ABOUT THIS TASK:
The reply should repeat all of the data word for word, with no pictures.

BEGIN GIVEN DATA

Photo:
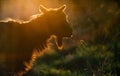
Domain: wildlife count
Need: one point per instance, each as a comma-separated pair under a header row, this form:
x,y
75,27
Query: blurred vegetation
x,y
98,55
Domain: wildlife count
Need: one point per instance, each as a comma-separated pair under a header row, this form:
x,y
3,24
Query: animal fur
x,y
18,39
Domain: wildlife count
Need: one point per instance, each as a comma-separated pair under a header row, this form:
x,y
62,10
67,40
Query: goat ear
x,y
42,9
62,8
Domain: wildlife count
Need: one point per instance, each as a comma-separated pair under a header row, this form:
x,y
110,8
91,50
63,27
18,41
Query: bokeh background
x,y
94,49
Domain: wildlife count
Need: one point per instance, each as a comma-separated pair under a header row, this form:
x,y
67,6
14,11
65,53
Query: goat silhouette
x,y
18,39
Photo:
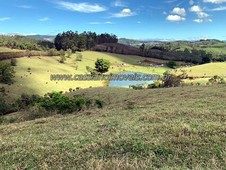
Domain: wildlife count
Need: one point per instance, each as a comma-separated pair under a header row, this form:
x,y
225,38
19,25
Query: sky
x,y
136,19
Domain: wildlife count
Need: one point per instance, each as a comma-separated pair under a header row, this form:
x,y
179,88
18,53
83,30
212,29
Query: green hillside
x,y
37,80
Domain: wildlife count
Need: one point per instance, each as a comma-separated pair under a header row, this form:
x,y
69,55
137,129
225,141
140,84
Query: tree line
x,y
194,56
25,43
78,42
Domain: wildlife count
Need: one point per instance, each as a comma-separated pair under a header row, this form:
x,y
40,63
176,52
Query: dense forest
x,y
86,40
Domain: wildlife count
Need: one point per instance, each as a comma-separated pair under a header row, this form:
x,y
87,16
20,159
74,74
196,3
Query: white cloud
x,y
126,12
24,6
202,20
198,20
175,18
179,11
164,13
119,3
44,19
81,7
191,2
196,8
101,23
202,16
5,18
215,1
222,8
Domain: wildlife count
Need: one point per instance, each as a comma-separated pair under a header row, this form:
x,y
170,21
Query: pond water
x,y
128,82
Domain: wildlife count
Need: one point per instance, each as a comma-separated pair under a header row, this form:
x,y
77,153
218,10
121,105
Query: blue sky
x,y
138,19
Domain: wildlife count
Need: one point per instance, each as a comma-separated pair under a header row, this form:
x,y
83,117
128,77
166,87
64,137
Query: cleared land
x,y
174,128
37,80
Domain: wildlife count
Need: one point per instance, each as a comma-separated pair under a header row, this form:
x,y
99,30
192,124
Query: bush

END GIVEN DATA

WRITTEN SOLUTION:
Photo:
Domain: wildlife count
Need: one point per instance, each as a comma-separated pair under a header row, this form:
x,y
75,27
Query: blurred vegetation
x,y
98,55
Domain: wildlife count
Need: one point per instance, each as a comma-separated pair under a header row, this form:
x,y
3,24
Query: animal fur
x,y
18,39
Domain: wildlife count
Need: one point per instance, each as a comma-separated pair under a header row, this form:
x,y
62,10
67,40
Query: goat ear
x,y
42,9
62,8
Domain: wildlife count
Need: one point per instance, each as a comma-separated pair under a header row, this form:
x,y
110,8
91,50
63,27
18,41
Query: bokeh background
x,y
94,49
Domain: wildlife count
Need: one point per instance, each as a comma-separated pair under a header row, this form:
x,y
67,6
14,11
65,53
Query: goat silhouette
x,y
18,39
Photo:
Domain: wildlife count
Need: one point per instance, each as a comma-separated pair under a header row, this form:
x,y
225,38
19,25
Query: sky
x,y
136,19
Domain: wildlife count
Need: one point per instance, each as a comma-separated pair under a header row, this form:
x,y
179,88
18,53
83,30
212,29
Query: green hillside
x,y
37,80
Domain: wildlife count
Need: one point per instance, each as a comma-separated pair under a header row, this form:
x,y
69,55
137,129
225,141
140,84
Query: tree line
x,y
194,56
25,43
78,42
Domain: wildlife count
Need: one point per instance, each as a comma-separated pair under a header row, this form:
x,y
40,63
176,52
Query: dense forest
x,y
86,40
Domain: wildlife count
Need: one point per instance, each as a comma-separated pair under a header row, this form:
x,y
87,16
20,159
74,74
196,3
Query: white cloud
x,y
126,12
24,6
202,20
198,20
175,18
179,11
164,13
119,3
44,19
81,7
191,2
196,8
101,23
202,16
5,18
215,1
222,8
Domain: wildlife count
Need: one point per instance, each as a comma-separated pair under a header row, this form:
x,y
170,21
Query: pond water
x,y
128,82
Domain: wildlife count
Need: one point per instance, each as a comma-separated pair under a header row, this form:
x,y
77,153
218,10
121,105
Query: blue sky
x,y
138,19
Domain: wildlife count
Need: one point per instance, each as a comma-separated pair under a header row, this form:
x,y
83,117
128,77
166,87
64,137
Query: cleared land
x,y
174,128
37,80
Domain: wildlife count
Need: one point per instance, each as a comma-separated pair under a header row, this form:
x,y
99,30
192,124
Query: bush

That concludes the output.